:: FRAGMENTO PARA LEER ::
╔══

Una lista elaborada con el concurso de muchos emprendedores cubanos para sugerir al gobierno cubano pasos concretos que fortalezcan el trabajo por cuenta propia y la pequeña empresa.

Por Oniel Díaz,

en Cuba, enero 22, 2020

Respondiendo a los pronunciamientos del Presidente de la República aquí van 20 recomendaciones para destrabar todo lo que entorpece el desempeño del sector privado en Cuba.

  1. Crear de una comisión integrada por el gobierno, académicos y trabajadores por cuenta propia para revisar las regulaciones vigentes publicadas en la Gaceta Oficial Nº 85 Ordinaria del 6 de noviembre de 2019. Identificar los problemas que lastran el aporte del sector a la economía nacional y elaborar una propuesta de medidas que los solucionen.
  2. Proceder a elaborar, con la participación de cuentapropistas, cooperativistas, empresarios estatales, académicos, juristas y funcionarios, las normas jurídicas que reconocerán las pequeñas y medianas empresas (PYMES) y les definirán deberes y derechos en la economía nacional. 
  3. Retomar la constitución de Cooperativas No Agropecuarias (CNA), en especial, en actividades que puedan ser propuestas por los ciudadanos y no solamente en las que son de interés de las autoridades. Someter a revisión las normas aprobadas para perfeccionar el sistema de gestión de las CNA publicadas en la Gaceta Oficial Ordinaria Nº 63 del 2019.
  4. Eliminar el listado de actividades autorizadas para ejercer el trabajo por cuenta propia y establecer un listado de actividades prohibidas.

╚══

:: DATOS EXTRAÍDOS ::

╔══

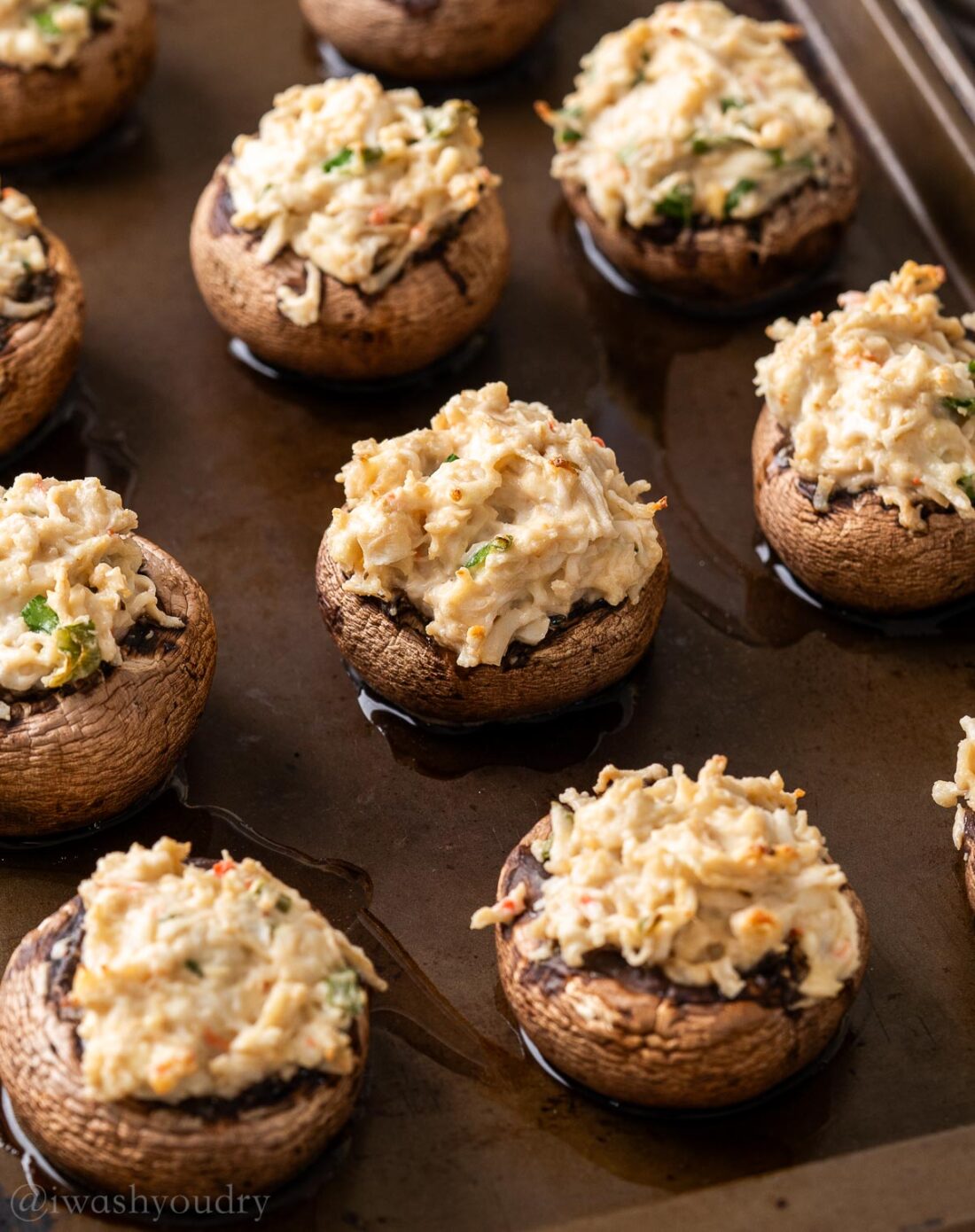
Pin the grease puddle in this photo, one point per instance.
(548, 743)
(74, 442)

╚══
╔══

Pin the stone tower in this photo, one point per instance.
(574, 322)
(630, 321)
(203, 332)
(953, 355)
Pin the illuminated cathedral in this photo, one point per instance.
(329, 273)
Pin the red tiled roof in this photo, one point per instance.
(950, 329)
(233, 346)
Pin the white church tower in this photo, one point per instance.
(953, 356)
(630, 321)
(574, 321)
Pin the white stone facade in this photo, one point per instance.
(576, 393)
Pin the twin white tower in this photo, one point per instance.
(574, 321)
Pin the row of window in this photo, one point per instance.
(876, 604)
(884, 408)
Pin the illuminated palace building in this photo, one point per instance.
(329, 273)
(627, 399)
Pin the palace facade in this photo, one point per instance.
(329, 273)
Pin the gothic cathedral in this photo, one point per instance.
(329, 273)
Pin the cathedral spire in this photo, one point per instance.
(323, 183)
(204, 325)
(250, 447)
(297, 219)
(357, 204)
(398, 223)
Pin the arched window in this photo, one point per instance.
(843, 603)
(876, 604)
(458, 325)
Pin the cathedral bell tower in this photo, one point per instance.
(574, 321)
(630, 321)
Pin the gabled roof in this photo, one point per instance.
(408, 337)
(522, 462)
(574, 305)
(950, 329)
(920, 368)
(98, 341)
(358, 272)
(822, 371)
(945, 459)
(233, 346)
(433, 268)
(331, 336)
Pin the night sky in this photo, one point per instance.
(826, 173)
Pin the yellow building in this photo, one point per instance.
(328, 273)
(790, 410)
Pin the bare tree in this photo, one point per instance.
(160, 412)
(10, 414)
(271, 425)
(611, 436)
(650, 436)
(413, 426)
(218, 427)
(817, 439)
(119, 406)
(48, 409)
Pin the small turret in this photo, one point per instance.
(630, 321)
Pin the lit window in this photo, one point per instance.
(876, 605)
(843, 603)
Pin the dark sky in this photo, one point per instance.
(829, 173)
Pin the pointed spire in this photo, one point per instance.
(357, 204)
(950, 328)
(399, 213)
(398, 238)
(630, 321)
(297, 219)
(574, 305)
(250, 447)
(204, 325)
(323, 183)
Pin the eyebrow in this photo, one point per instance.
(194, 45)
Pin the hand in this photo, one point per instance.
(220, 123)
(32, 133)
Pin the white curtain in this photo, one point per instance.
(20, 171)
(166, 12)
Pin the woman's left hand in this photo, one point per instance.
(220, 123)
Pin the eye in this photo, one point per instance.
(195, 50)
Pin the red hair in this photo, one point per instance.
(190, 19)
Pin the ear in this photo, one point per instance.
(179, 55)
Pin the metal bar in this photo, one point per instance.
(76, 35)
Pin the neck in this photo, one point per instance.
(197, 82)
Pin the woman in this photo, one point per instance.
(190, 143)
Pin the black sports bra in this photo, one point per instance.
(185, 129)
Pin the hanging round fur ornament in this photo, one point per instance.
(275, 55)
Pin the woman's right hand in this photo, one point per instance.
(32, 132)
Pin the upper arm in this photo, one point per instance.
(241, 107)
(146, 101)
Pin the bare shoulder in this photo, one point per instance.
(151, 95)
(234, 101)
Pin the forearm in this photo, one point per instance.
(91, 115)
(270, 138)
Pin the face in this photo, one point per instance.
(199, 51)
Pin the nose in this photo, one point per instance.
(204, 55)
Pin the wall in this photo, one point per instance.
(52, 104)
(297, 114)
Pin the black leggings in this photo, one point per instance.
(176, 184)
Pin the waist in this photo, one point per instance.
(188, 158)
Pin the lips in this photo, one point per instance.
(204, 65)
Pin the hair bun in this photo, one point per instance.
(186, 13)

╚══
╔══

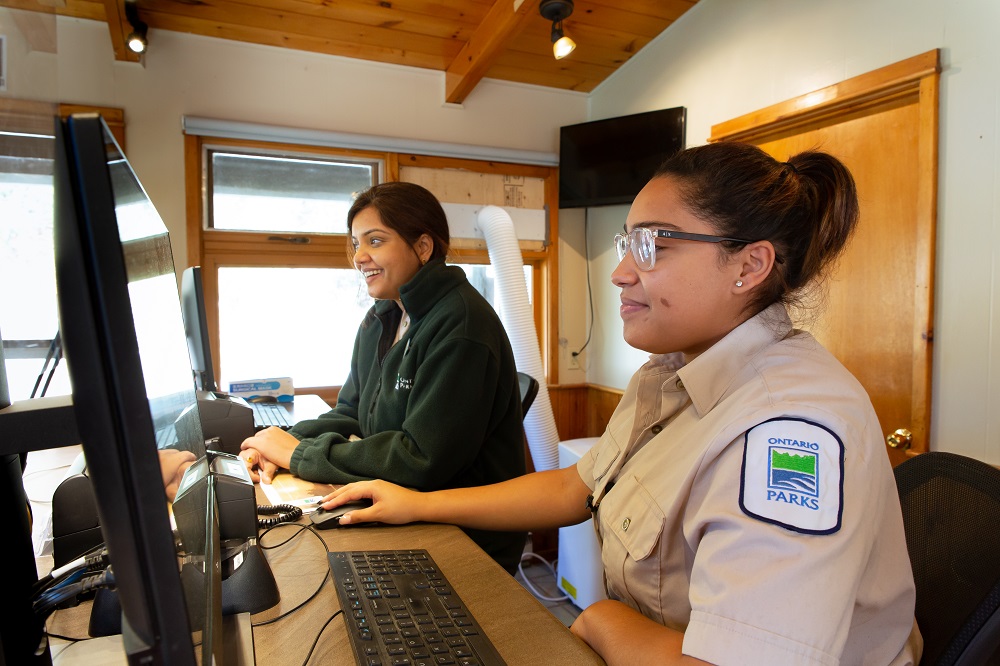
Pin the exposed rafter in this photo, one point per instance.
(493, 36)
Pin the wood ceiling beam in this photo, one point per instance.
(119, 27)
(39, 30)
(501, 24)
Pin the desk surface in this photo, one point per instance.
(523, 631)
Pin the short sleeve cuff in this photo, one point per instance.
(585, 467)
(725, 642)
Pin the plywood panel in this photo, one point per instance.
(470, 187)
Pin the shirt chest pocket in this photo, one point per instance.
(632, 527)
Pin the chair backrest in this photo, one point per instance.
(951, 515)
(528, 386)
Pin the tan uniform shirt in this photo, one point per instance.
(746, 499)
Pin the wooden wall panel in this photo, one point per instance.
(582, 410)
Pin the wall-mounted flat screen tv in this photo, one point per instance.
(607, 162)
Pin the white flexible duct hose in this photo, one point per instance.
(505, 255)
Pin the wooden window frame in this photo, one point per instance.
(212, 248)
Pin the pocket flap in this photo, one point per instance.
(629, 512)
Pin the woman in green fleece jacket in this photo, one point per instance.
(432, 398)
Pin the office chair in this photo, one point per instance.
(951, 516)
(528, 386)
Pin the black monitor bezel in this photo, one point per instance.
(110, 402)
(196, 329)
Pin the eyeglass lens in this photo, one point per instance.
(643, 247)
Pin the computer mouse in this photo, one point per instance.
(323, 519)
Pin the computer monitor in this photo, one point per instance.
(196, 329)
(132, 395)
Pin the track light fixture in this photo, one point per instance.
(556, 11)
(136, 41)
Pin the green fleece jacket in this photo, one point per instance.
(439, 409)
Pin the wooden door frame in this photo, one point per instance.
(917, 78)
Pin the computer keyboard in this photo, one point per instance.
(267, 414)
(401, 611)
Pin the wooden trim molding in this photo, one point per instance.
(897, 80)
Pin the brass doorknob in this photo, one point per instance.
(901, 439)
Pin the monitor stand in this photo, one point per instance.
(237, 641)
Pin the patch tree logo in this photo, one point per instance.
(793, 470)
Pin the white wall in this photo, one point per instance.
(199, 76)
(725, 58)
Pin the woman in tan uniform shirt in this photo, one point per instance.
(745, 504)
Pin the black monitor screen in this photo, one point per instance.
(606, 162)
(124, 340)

╚══

:: OBJETIVOS ::
**1)** Indica si cada una de estas afirmaciones coincide con el texto sobre el sector privado en Cuba y responde con sí o no, citando literalmente las palabras del texto que lo deciden. (a) Las recomendaciones se presentan como respuesta a los pronunciamientos del Presidente de la República. (b) La lista propone conservar el listado de actividades autorizadas para el trabajo por cuenta propia. (c) La comisión propuesta en el primer punto estaría formada solo por funcionarios del gobierno.
**2)** Prolonga el texto sobre el sector privado en Cuba desde su último punto y continúa la lista numerada con el mismo estilo.

:: RESPUESTAS DADAS ::
**1)**
(a) Sí: «Respondiendo a los pronunciamientos del Presidente de la República aquí van 20 recomendaciones».
(b) No: «Eliminar el listado de actividades autorizadas para ejercer el trabajo por cuenta propia».
(c) No: «una comisión integrada por el gobierno, académicos y trabajadores por cuenta propia».

**2)**
  5. Autorizar la prestación de servicios profesionales de forma individual como cuentapropistas y agrupados en CNA o PYMES en actividades como arquitectura, diseño de interiores, diseño gráfico, contabilidad, abogacía, consultorías, comunicación, publicidad, economía, desarrollador de software, marketing, producción audiovisual, entre otras.
  6. Fomentar y apoyar especialmente los emprendimientos asociados al turismo internacional, la agricultura, el desarrollo de software y otras actividades que puedan tener un impacto en las exportaciones o la sustitución de importaciones. 
  7. Reconocer a los TCP y a las PYMES como sujetos de la ley vigente para la inversión extranjera. Autorizar la participación legal, segura y ordenada de capital foráneo y de los cubanos residentes en el extranjero en los negocios privados. 
  8. Crear mecanismos de abastecimiento mayorista los cuales pueden ser gestionados por empresas estatales, por empresas extranjeras o por entidades mixtas. 
  9. Facilitar los créditos bancarios mediante los bancos comerciales estatales y también dando acceso a plataformas de microcréditos de instituciones y empresas extranjeras. 
  10. Ofertar la contratación de servicios de telecomunicación (telefonía fija, móvil e Internet) especialmente diseñados para cuentapropistas y las PYMES que ofrezcan precios ventajosos y un paquete de servicios a la medida de sus necesidades. 
  11. Facultar a los TCP para importar con carácter comercial, ya sea directamente o a través de empresas estatales autorizadas para tales efectos, materias primas, servicios, tecnología y equipamientos. 
  12. Facultar a los TCP que estén interesados o dispongan de las condiciones adecuadas para exportar sus productos y servicios, ya sea de manera directa o a través de empresas estatales autorizadas para tales efectos.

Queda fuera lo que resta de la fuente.